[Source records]
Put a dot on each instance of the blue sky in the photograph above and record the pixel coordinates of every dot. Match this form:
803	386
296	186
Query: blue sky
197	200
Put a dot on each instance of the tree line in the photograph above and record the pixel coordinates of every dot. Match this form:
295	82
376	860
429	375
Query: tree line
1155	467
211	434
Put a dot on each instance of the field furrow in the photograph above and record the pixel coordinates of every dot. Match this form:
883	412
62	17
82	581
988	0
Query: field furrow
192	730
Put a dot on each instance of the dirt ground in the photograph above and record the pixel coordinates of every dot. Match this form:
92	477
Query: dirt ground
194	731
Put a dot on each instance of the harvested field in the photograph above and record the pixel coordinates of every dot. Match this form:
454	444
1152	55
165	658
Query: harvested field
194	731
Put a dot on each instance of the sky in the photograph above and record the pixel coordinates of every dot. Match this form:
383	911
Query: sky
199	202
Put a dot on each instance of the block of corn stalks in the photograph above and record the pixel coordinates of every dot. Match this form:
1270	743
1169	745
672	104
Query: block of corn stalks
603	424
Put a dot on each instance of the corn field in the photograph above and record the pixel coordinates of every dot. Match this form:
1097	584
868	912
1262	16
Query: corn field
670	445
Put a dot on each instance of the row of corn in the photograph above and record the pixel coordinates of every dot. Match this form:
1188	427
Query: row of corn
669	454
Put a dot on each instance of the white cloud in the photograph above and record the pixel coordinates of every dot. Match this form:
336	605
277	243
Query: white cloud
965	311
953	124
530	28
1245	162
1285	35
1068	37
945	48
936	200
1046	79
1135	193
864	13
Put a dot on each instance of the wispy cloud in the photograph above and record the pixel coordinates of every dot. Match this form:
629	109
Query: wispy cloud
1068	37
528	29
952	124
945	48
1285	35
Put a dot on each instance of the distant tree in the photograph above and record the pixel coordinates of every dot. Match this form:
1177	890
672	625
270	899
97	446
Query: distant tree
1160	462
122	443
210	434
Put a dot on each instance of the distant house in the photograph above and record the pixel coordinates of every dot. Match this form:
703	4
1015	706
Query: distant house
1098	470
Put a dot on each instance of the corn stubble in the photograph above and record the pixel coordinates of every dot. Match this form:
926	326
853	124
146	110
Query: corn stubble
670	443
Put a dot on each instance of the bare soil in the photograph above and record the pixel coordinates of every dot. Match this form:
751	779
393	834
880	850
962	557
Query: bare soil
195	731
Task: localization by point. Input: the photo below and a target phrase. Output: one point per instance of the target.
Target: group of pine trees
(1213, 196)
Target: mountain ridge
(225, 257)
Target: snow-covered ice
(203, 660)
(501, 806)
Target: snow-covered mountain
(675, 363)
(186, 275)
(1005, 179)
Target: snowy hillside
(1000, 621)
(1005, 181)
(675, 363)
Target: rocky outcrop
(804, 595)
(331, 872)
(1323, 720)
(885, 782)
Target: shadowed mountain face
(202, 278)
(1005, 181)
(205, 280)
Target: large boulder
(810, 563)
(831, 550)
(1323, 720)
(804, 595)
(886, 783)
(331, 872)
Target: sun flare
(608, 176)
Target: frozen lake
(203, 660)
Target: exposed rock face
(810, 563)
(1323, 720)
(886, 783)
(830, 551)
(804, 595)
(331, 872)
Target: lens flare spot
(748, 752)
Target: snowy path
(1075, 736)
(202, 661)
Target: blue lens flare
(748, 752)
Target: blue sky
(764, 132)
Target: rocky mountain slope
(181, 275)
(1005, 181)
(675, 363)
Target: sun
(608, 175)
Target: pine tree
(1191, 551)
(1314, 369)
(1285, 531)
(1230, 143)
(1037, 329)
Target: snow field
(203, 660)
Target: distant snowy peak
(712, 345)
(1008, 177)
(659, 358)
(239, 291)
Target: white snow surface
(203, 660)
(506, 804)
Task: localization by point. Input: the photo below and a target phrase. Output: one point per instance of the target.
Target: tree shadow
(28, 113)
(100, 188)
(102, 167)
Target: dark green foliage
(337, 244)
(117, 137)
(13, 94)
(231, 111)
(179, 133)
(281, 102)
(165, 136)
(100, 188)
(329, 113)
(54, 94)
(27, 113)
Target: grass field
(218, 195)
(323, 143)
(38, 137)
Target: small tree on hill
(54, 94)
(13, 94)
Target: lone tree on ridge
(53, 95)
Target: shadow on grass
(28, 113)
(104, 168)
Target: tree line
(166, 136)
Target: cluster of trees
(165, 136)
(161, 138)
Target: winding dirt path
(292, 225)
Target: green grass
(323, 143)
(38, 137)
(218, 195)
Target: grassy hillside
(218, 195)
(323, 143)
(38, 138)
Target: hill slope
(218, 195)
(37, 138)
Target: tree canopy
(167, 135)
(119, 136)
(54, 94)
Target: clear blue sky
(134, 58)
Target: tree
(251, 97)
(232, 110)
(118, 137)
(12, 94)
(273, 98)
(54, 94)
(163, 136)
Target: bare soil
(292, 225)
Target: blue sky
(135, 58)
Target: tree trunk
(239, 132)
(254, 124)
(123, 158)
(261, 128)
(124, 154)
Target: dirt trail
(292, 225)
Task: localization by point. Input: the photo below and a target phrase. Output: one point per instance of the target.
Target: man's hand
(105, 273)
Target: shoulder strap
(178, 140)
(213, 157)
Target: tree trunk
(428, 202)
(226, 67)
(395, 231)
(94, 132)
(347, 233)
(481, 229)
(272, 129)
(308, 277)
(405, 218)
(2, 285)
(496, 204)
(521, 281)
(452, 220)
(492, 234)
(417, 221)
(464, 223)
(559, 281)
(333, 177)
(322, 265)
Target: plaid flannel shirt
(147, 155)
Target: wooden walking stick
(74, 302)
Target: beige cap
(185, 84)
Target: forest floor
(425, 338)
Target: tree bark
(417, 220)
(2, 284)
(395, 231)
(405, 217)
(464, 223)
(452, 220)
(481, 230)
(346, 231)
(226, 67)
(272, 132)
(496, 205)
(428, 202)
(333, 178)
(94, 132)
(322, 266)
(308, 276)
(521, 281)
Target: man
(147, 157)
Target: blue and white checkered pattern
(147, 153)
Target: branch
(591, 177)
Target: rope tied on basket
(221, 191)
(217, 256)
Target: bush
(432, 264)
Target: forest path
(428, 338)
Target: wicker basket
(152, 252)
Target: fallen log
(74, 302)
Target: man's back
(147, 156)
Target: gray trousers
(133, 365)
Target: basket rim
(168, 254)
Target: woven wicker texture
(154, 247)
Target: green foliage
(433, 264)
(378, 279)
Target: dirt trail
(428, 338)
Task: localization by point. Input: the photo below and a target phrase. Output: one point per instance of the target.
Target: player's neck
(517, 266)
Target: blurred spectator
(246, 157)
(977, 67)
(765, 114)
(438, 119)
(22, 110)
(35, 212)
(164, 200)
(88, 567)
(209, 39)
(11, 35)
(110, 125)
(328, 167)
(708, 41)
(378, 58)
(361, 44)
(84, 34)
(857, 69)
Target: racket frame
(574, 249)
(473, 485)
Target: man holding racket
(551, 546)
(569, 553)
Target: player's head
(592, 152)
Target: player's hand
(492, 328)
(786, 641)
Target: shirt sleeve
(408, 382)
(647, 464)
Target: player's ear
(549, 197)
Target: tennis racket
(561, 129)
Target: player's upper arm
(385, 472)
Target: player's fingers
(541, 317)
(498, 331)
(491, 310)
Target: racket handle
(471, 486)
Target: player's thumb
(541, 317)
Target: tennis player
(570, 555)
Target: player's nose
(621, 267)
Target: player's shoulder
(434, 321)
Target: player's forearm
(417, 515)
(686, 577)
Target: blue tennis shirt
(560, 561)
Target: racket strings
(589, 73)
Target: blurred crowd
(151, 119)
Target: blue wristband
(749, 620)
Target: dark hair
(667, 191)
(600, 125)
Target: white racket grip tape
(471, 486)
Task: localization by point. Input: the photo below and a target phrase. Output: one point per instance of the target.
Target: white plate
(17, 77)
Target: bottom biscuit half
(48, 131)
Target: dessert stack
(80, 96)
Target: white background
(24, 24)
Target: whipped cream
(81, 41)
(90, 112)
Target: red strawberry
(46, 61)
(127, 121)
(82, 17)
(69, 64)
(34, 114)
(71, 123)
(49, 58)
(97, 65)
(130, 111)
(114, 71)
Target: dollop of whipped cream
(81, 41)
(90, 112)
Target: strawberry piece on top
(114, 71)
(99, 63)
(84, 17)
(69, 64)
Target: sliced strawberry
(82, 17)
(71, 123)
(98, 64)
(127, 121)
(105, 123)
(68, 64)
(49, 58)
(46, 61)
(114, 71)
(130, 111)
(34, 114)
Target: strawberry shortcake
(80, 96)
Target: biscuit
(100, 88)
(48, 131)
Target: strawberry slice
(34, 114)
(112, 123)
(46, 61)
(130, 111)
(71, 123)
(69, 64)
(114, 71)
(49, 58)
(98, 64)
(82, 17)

→ Aim of the task:
Using the records above, copy exactly the lines from the one containing "Target: white racket grip tape" through the last, inclusive, and nothing else.

→ Exercise solution:
Target: white racket grip tape
(471, 486)
Task: localization by point. Input: the photo below and a target phrase. Output: one point per instance of the target.
Target: white plate
(17, 77)
Target: bottom biscuit half
(48, 131)
Target: dessert stack
(80, 96)
Target: white background
(24, 24)
Target: whipped cream
(81, 41)
(90, 112)
Target: red strawberry
(46, 61)
(127, 121)
(82, 17)
(69, 64)
(34, 114)
(71, 123)
(49, 58)
(97, 65)
(130, 111)
(114, 71)
Target: dollop of whipped cream
(81, 41)
(90, 112)
Target: strawberry piece on top
(114, 71)
(99, 63)
(84, 17)
(69, 64)
Target: sliced strawberry
(82, 17)
(71, 123)
(98, 64)
(127, 121)
(105, 123)
(68, 64)
(49, 58)
(46, 61)
(114, 71)
(130, 111)
(34, 114)
Target: strawberry shortcake
(80, 96)
Target: biscuit
(100, 88)
(48, 131)
Target: strawberry slice
(34, 114)
(112, 123)
(46, 61)
(130, 111)
(71, 123)
(69, 64)
(114, 71)
(49, 58)
(98, 64)
(82, 17)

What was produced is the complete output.